__Task statement__
Copy out word for word the lines from the one containing "water --coords pixels" through the one containing "46L51 46L54 38L74", with both of those lines included.

Stored data
· · · · ·
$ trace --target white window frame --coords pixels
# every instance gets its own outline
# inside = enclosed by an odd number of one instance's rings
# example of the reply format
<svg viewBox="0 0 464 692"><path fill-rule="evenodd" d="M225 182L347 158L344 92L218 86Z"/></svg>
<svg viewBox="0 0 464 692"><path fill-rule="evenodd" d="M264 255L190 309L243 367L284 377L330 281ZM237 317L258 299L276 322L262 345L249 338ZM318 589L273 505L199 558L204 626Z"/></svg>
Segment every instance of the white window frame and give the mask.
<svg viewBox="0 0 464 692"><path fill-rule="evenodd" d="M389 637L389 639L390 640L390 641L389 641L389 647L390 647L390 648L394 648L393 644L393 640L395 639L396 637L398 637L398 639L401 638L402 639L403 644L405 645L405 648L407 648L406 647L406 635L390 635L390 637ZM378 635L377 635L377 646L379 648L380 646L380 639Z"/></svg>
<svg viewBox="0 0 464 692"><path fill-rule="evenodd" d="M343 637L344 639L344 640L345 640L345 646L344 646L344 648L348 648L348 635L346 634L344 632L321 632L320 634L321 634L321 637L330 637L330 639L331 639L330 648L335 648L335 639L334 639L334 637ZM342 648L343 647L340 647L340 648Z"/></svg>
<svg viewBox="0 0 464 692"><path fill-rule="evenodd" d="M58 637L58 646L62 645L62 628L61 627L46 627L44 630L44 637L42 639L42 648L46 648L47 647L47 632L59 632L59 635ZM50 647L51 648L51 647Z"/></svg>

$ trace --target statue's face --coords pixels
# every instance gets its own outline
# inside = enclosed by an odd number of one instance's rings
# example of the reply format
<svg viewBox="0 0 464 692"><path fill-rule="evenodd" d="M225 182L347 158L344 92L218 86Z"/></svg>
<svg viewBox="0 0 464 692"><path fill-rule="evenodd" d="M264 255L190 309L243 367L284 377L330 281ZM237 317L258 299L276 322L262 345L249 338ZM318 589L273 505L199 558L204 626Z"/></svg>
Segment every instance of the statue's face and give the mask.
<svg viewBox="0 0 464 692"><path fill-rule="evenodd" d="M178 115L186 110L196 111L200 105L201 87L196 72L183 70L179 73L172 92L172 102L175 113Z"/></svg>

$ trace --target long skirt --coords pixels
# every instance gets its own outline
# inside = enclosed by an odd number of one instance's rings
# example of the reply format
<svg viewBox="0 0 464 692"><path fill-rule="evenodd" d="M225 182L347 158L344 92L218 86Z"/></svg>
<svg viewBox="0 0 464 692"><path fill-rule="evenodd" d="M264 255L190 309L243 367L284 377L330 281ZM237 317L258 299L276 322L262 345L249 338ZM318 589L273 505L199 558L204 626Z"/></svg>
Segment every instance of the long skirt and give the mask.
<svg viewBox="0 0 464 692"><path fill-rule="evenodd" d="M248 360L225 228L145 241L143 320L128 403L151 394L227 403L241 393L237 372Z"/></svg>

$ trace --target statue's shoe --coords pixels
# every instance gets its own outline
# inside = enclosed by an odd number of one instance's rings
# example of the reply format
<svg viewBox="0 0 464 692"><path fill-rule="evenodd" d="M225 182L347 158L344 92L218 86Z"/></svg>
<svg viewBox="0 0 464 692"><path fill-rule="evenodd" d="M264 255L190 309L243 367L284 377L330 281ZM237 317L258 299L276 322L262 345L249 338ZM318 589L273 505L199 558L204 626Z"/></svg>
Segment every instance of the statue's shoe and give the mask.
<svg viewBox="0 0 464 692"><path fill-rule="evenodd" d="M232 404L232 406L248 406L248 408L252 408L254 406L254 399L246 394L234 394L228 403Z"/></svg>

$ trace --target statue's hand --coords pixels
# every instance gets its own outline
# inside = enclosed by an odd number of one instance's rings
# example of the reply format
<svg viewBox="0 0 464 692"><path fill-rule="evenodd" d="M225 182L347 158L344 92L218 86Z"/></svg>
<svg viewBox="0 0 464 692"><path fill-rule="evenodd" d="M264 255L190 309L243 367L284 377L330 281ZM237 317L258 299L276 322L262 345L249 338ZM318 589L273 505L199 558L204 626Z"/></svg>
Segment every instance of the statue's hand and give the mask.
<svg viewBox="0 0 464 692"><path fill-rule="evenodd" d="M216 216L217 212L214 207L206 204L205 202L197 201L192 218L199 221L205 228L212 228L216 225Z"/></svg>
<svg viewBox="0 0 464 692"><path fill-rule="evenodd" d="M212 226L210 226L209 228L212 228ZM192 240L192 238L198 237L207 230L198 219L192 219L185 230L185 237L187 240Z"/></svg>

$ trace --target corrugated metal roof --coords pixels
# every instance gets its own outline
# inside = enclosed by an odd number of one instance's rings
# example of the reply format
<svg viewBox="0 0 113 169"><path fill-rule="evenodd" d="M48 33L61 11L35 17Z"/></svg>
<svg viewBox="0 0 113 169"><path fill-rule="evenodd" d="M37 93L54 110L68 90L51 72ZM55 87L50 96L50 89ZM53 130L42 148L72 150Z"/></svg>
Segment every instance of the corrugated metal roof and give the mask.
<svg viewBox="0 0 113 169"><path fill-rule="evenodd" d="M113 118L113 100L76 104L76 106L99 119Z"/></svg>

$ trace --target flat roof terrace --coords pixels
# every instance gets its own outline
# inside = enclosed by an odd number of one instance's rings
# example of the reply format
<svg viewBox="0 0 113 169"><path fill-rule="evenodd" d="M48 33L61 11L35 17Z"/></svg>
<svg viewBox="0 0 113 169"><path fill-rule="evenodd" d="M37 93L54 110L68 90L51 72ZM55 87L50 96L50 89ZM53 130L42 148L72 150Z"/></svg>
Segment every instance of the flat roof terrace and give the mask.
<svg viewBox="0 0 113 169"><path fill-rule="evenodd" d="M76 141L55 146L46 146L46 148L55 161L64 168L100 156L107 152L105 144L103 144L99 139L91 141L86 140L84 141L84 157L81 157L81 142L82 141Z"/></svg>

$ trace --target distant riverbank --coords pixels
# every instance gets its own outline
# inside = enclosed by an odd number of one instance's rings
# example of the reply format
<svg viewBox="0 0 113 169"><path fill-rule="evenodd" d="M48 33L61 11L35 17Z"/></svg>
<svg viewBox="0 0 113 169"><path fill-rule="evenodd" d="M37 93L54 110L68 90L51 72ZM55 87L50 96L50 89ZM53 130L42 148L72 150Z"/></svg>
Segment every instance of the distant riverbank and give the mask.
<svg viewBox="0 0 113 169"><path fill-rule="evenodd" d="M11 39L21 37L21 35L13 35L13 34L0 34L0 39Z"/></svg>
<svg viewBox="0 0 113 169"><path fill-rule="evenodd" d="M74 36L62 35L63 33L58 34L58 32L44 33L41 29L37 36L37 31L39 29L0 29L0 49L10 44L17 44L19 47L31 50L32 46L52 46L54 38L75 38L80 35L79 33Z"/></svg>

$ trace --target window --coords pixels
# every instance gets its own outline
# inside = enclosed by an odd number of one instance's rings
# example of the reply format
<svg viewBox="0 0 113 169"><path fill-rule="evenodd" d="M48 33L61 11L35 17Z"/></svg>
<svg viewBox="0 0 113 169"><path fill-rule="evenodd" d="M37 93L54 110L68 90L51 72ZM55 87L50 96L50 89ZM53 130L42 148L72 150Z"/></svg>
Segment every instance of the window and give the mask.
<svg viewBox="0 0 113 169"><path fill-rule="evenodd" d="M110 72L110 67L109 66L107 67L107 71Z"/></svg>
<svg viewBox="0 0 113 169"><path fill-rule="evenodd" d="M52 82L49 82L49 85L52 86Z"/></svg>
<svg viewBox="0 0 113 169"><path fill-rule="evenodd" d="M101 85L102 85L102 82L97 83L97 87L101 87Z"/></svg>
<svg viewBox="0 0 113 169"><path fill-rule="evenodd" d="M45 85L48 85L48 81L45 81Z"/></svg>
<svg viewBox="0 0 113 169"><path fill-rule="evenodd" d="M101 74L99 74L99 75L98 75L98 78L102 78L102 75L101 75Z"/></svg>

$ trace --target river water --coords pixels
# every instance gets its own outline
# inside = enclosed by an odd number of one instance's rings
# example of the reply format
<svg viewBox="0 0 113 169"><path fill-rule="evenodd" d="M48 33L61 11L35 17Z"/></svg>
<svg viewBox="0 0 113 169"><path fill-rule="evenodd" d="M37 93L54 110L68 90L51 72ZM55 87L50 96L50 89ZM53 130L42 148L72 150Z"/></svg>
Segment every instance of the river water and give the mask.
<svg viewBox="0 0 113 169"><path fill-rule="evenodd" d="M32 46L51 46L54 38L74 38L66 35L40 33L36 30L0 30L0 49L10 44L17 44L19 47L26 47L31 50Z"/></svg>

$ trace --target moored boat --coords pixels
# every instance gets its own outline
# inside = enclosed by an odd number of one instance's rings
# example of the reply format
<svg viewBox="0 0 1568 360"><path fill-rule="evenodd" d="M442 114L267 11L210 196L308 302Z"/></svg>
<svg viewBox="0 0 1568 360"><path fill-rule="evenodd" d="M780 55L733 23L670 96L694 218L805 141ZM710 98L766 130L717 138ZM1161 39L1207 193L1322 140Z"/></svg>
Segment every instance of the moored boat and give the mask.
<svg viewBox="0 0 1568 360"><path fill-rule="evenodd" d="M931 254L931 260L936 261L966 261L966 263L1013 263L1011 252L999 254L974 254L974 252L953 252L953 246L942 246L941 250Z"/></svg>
· · · · ·
__Written solution__
$ trace --target river water --coords pixels
# every instance gets its own outline
# inside = enclosed by an odd number of one instance's rings
# example of the reply format
<svg viewBox="0 0 113 169"><path fill-rule="evenodd" d="M48 33L61 11L35 17Z"/></svg>
<svg viewBox="0 0 113 169"><path fill-rule="evenodd" d="M37 93L54 110L68 90L51 72ZM55 87L50 96L50 89ZM53 130L42 148L72 150Z"/></svg>
Segment every instance of the river water and give the mask.
<svg viewBox="0 0 113 169"><path fill-rule="evenodd" d="M32 46L51 46L54 38L74 38L66 35L40 33L36 30L0 30L0 49L10 44L17 44L19 47L26 47L31 50Z"/></svg>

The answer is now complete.